**CHALLENGE**:
Return, word for word, every line that follows.

**DATASET CONTENT**:
----

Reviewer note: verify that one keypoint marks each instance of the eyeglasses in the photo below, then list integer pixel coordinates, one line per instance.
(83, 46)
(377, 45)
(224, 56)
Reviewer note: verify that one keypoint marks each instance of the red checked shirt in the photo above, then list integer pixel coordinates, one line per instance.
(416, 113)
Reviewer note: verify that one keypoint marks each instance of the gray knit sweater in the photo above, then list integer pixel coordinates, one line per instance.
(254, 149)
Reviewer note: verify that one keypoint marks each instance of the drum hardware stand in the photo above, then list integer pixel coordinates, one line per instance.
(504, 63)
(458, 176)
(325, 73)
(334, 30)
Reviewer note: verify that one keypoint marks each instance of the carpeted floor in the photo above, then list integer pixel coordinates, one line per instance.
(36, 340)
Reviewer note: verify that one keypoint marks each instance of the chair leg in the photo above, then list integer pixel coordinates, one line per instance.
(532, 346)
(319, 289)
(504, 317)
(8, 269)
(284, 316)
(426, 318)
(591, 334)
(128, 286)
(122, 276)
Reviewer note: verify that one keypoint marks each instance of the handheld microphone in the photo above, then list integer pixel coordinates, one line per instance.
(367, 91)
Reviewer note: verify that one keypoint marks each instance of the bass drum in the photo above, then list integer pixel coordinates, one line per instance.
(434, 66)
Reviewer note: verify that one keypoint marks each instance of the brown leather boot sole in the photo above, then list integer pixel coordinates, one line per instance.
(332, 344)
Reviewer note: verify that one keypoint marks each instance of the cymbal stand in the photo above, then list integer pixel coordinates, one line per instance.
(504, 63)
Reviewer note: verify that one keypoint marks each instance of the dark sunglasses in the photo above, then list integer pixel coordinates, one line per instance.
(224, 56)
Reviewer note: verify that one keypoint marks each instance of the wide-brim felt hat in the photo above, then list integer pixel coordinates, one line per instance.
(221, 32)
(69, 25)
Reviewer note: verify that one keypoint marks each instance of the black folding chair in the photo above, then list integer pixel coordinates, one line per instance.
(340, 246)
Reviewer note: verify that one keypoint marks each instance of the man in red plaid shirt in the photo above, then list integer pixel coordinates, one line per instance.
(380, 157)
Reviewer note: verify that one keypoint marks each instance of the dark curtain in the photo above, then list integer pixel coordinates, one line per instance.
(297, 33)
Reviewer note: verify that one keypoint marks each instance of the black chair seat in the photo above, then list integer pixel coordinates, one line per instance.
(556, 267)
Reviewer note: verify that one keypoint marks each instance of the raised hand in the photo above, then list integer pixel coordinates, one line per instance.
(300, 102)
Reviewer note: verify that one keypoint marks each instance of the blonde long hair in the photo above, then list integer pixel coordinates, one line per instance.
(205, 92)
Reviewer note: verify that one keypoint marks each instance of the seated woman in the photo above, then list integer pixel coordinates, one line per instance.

----

**RESULT BELOW**:
Reviewer note: verify that one keypoint marks each instance of the eyeglasses in the photo below, then list integer pixel coordinates, one line per instance.
(83, 46)
(377, 45)
(224, 56)
Reviewer note: verify that one keypoint marks each instance of the red checked shirt in the photo above, then list integer pixel coordinates, one line per instance.
(416, 113)
Reviewer note: verify that one keypoint marks each instance of the gray knit sweater in the photo above, then list integer pixel coordinates, one line per instance.
(254, 149)
Reviewer note: verify that one keypoint marks each instance of the drum hardware stand in the photo above, then list integer pixel coordinates, one line per instance.
(504, 63)
(458, 176)
(325, 73)
(334, 30)
Reviewer note: verify that one keypoint marks each instance of the carpeted floor in the photo above, then list integer pixel coordinates, one line per instance.
(36, 340)
Reviewer note: verify that one keypoint marks each instance of the chair leg in the photo above, then list integer pixel coordinates, one line per instance.
(532, 346)
(319, 289)
(504, 317)
(8, 269)
(284, 316)
(426, 318)
(591, 334)
(128, 286)
(122, 276)
Reviewer note: verify that one keypoint marks each instance of the handheld microphone in the photo above, then list integer pixel coordinates, one line per instance.
(367, 91)
Reviewer note: verify that one keypoint marks each instance of the bass drum in the photo above, then list integer pixel coordinates, one line per instance.
(434, 66)
Reviewer note: verify that one keypoint marks each instance of the brown leather boot sole in the photo above, then list integer pixel coordinates, one line per instance.
(332, 344)
Reviewer note: verify that one keypoint marks each instance of the cymbal stand in the photo above, then list integer pixel coordinates, one line per instance.
(504, 63)
Reviewer note: verify that one keypoint marks each instance of the dark sunglasses in the photo above, then list integer pixel coordinates, one line per instance.
(224, 56)
Reviewer note: verify that one keypoint marks each instance of the wide-brim felt hat in the photo above, then list integer pixel coordinates, one line per instance.
(221, 32)
(69, 25)
Reviewer note: verify that one keypoint marks each instance of the black folding chair in the photo above, then list integer pixel coordinates, one line per instance.
(340, 246)
Reviewer note: verify that one keypoint marks each instance of the man in red plaid shirt in the photo above, then list integer pixel coordinates, one line per instance.
(380, 157)
Reviewer note: verify that one keypoint marks each instance of the dark curtain in the photo above, then list integer pixel coordinates, one line per instance.
(297, 33)
Reviewer note: verify that one keypoint marks each instance of the black chair seat in the photo above, then list integer pixel coordinates, one line per instance.
(556, 267)
Reviewer note: verify that one keypoint marks each instance of the raised hand in the photo above, then list integer pixel coordinates, one line per instance.
(300, 102)
Reviewer note: verify that one keypoint marks each instance of the blonde long hair in the photo above, then list integer pixel coordinates, one line per instance.
(205, 92)
Reviewer note: verify that one keypoint marks each instance of the seated woman in the photo above, then list integer pixel coordinates, one line per instance.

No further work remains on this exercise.